→ **EXERCISE**
Write the data out again in full, with no departure from the original.

→ **DATA SUPPLIED**
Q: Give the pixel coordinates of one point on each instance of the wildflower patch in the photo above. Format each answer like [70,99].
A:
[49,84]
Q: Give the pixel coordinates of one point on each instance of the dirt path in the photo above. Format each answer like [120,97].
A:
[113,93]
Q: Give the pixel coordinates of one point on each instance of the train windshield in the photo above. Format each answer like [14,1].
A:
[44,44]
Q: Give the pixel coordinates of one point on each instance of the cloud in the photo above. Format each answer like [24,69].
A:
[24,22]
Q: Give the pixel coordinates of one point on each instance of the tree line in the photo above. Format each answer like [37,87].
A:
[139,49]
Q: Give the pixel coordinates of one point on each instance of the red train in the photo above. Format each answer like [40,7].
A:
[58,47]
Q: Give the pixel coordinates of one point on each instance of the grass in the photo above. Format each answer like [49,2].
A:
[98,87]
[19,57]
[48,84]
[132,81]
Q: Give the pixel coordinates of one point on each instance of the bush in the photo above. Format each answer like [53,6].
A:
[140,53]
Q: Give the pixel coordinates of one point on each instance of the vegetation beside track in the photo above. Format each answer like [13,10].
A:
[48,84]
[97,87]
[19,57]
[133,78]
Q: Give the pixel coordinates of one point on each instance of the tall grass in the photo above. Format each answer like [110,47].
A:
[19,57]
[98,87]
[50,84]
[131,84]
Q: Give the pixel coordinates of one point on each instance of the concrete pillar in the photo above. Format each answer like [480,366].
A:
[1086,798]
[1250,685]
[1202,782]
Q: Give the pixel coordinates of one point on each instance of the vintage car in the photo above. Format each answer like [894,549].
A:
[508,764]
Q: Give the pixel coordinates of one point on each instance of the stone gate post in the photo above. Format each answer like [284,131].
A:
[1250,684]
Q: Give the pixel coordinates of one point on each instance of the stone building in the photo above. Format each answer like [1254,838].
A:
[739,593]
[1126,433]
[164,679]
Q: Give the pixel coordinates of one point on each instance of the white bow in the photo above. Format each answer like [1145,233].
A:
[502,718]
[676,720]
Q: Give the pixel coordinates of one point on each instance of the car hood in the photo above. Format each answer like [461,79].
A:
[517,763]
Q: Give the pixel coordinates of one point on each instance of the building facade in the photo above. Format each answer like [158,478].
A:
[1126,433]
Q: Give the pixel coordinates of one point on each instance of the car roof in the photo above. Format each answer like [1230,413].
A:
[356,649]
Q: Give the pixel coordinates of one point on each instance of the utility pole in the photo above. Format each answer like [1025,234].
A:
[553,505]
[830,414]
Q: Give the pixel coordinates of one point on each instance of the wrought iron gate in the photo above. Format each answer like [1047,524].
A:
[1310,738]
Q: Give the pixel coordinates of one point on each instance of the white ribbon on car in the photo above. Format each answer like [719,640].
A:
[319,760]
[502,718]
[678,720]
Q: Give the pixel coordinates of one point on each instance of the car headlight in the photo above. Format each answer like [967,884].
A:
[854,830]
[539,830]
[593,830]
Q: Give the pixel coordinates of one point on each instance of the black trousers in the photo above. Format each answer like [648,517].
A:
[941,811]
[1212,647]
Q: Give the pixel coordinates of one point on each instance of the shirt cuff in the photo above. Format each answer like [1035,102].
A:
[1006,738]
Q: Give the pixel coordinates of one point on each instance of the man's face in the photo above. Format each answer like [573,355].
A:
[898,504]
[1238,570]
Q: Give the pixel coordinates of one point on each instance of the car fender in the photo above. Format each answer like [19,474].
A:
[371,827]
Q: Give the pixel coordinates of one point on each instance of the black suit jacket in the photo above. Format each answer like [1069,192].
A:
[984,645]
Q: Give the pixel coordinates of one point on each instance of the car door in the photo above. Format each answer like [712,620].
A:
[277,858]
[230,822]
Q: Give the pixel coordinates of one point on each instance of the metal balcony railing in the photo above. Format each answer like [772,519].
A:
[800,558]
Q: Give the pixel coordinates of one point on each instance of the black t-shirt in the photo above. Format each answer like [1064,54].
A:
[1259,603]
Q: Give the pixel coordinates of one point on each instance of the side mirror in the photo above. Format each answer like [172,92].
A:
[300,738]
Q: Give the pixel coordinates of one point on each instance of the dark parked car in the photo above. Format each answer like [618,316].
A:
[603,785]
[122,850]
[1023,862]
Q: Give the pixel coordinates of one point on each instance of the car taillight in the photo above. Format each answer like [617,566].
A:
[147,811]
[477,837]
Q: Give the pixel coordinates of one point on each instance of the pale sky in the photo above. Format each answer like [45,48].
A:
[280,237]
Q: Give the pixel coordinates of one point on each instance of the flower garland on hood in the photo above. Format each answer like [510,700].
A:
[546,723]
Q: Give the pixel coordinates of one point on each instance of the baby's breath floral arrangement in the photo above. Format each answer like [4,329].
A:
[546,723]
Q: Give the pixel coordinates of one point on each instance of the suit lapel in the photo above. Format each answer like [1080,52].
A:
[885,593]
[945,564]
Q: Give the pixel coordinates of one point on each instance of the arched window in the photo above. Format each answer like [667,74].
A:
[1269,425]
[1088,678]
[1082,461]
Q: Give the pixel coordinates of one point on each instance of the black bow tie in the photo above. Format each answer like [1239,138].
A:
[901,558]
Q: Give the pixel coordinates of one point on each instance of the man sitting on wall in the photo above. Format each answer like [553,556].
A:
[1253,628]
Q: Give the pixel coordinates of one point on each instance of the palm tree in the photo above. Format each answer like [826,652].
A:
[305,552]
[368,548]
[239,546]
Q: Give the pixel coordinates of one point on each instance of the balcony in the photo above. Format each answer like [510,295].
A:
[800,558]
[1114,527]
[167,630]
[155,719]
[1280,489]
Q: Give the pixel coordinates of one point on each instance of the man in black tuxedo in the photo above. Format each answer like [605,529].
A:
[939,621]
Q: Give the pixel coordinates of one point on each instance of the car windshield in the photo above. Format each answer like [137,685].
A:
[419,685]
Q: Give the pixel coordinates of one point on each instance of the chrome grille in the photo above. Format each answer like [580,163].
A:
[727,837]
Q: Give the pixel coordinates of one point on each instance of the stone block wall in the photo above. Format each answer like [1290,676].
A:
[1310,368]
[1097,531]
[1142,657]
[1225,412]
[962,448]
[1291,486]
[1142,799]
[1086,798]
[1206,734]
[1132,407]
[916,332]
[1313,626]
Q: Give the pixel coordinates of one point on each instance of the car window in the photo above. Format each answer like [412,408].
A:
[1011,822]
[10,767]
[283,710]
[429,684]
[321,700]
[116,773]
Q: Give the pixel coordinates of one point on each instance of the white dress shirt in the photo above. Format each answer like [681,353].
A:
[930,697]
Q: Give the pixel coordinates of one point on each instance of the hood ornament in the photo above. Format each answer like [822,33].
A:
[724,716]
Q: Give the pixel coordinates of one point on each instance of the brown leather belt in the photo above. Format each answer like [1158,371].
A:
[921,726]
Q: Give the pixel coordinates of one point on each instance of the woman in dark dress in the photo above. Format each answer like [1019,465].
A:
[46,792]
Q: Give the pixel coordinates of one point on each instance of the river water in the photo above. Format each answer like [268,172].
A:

→ **ANSWER TO THIS PROBLEM**
Q: Give the pixel coordinates of one point on each instance of the wildflower patch in the photo above. Format each answer like [70,99].
A:
[49,84]
Q: Give the pixel coordinates of one point on each instance of the dirt path in the photo above. Format each answer like [120,97].
A:
[113,93]
Q: Give the pixel coordinates of one point on each instance of the train windshield in the photo above. Format each answer like [14,1].
A:
[44,44]
Q: Give the pixel coordinates of one point on each instance of the cloud in the photo above. Format each answer like [24,69].
A:
[24,22]
Q: Give the pixel coordinates of one point on each instance of the tree line in the photo above. Format each answer like [37,87].
A:
[139,49]
Q: Give the pixel coordinates of one point on each instance of the red train in the photo above. Format each answer like [40,7].
A:
[58,47]
Q: Give the pixel coordinates of one point on each instance of the grass in the photo above. Format each answer like [49,2].
A:
[98,87]
[19,57]
[48,84]
[132,81]
Q: Give the pixel coordinates of one point on each instance of the bush in the photo above. Format each answer like [53,6].
A:
[140,53]
Q: Give the pixel coordinates of one point on each instance of the vegetation beside track in the photo above. Format each answer like [13,10].
A:
[48,84]
[97,87]
[19,57]
[133,78]
Q: Give the pixel coordinates of one point on each instance of the tall grass in the photo above. Format each answer like [110,47].
A:
[19,57]
[98,87]
[50,84]
[131,84]
Q: Give the pixel coordinates of one point on each instance of the concrete pillar in the photo above. Format each answer like [480,366].
A:
[1086,798]
[1250,685]
[1202,782]
Q: Give the pixel coordinates of one point on each instance of the vintage car in the photo above. Format each answer like [894,549].
A:
[508,764]
Q: Give the pixel coordinates of one point on each instance of the stone gate post in the photo above. Format each answer like [284,131].
A:
[1250,684]
Q: Give the pixel coordinates of one point on each instance of the stone building in the photo above. Format each answer like [1254,838].
A:
[739,593]
[1126,433]
[164,679]
Q: Give the pixel coordinates of one point on each instance of the white bow in the photo above. Format each answer like [1145,233].
A:
[502,718]
[676,720]
Q: Give the pixel coordinates of one point on each instance of the car hood in the photo above. Format each answer like [461,79].
A:
[517,763]
Q: Give the pixel coordinates of one point on each instance of the building facade in the photo above. Format each answer like [158,478].
A:
[1126,433]
Q: Give the pixel coordinates of one point on each instance of the car roof in the photo above. Format each answer like [1230,413].
A:
[356,649]
Q: Give the pixel coordinates of one point on each instance of the utility pole in the photo above. Format each answer like [1025,234].
A:
[553,505]
[830,414]
Q: Give the pixel coordinates of one point on each instance of the wrought iron gate in the photo above. Format each answer like [1047,524].
A:
[1310,738]
Q: Give the pixel coordinates of one point on each instance of the white ribbon on car in the photo above. Format each answer like [719,640].
A:
[319,760]
[502,718]
[678,720]
Q: Give the pixel coordinates of one point on each instance of the car headlight in the photo above. Format each answer like [967,884].
A:
[854,830]
[539,830]
[593,830]
Q: Give the pixel coordinates of one point on each instance of the black trousers in the photo above. Format each answer like [648,517].
A:
[941,811]
[1212,647]
Q: Give the pixel coordinates of one point on each instance of the shirt cuff in the photo above. Format each answer like [1035,102].
A:
[1006,738]
Q: Give the pixel coordinates of one point on each instance of the man's face in the photo above. Format each answer like [573,355].
A:
[898,504]
[1238,570]
Q: Give the pixel coordinates of one point on each instance of the car fender in the photo above. Format each answer like [19,474].
A:
[371,827]
Q: Give the pixel coordinates of one point on each instance of the black suit jacket in the photo above. Format each answer like [1069,192].
A:
[984,645]
Q: Give the pixel coordinates of one point on each instance of the car door in the photo above. Format each answer like [712,620].
A:
[277,858]
[230,822]
Q: Give the pixel coordinates of one point on each instance of the metal balcony railing in the photo above. Format each answer like [772,519].
A:
[800,558]
Q: Give the pixel coordinates of one point on each instance of the black t-shirt in the photo above. Format each answer like [1064,54].
A:
[1259,603]
Q: Give the pixel coordinates of one point on each instance of the side mirror in the photo above. Format each answer like [172,92].
A:
[300,738]
Q: Give the pixel coordinates of one point on each instance of the dark parked car in the photo above. Format each answer like [618,316].
A:
[603,785]
[122,850]
[1023,862]
Q: Give the pixel coordinates of one point on each instance of the car taillight in the photo above. Format each answer like [617,566].
A:
[147,811]
[477,837]
Q: Give the pixel coordinates of one point on each instance of the pale sky in the photo above. Format each answer like [45,48].
A:
[280,237]
Q: Give the pixel coordinates of one point on each instance of the flower garland on hood in the photo above. Format each answer like [510,700].
A:
[546,723]
Q: Give the pixel coordinates of one point on each instance of the baby's breath floral arrangement in the photo above. Format each answer like [4,329].
A:
[546,723]
Q: Give the pixel coordinates of one point on each instance of the suit lapel in the photo above. Format each answer like [1080,52].
A:
[885,593]
[945,564]
Q: Give the pixel coordinates of one point on each instance of the arched window in the photo above. Format each answer like [667,74].
A:
[1269,425]
[1088,678]
[1082,461]
Q: Give the pixel coordinates of one point on each instance of the black bow tie in the photo above. Format each answer like [1239,138].
A:
[901,558]
Q: Give the pixel coordinates of one point on each instance of the man sitting on wall in the photo above. Format each answer like [553,556].
A:
[1253,628]
Q: Give the pixel coordinates of one point on each instance of the palm tree in the photo above. Format each answer like [826,652].
A:
[305,552]
[368,548]
[239,546]
Q: Give the pixel coordinates of one point on each instance of the balcony in the photo above. Format each answer like [510,295].
A:
[800,558]
[1114,527]
[167,630]
[155,719]
[1280,489]
Q: Give the pixel coordinates of one point on each instance of the man in black tuxedo in the photo above. Format each answer like [605,529].
A:
[939,621]
Q: Give the pixel coordinates of one point on each instance of the car windshield in the photo above. Format each answer like [137,685].
A:
[419,685]
Q: Give the pixel coordinates of one point on each instance of the chrome grille in the photo above. Format each answer like [580,163].
A:
[727,837]
Q: Give the pixel coordinates of one point on each instance of the stone block wall in the photo above. Format each answer like [1290,676].
A:
[1310,368]
[1097,531]
[1142,657]
[1225,412]
[962,448]
[1291,486]
[1142,799]
[1086,798]
[1206,734]
[1132,407]
[916,332]
[1313,626]
Q: Give the pixel coordinates of one point on each instance of the car window in the photo above. Format each answer like [412,408].
A:
[1011,822]
[10,767]
[283,710]
[429,684]
[321,700]
[116,773]
Q: Give the pixel coordinates of one point on each instance of the white dress shirt in the photo above. Format each answer like [681,353].
A:
[930,697]
Q: Give the pixel coordinates of one point on each instance of the hood ornament in the photo above. Format each answer like [822,33].
A:
[724,716]
Q: Give the pixel coordinates of one point on each instance of the brown leather belt in the photo above. Format each answer like [1158,371].
A:
[921,726]
Q: Give the pixel coordinates of one point on each instance of the woman in dark dress in the photo above. Format each answer like [1019,465].
A:
[46,792]
Q: Give the pixel coordinates of one point on each instance of the river water in the photo above. Format each answer like [268,172].
A:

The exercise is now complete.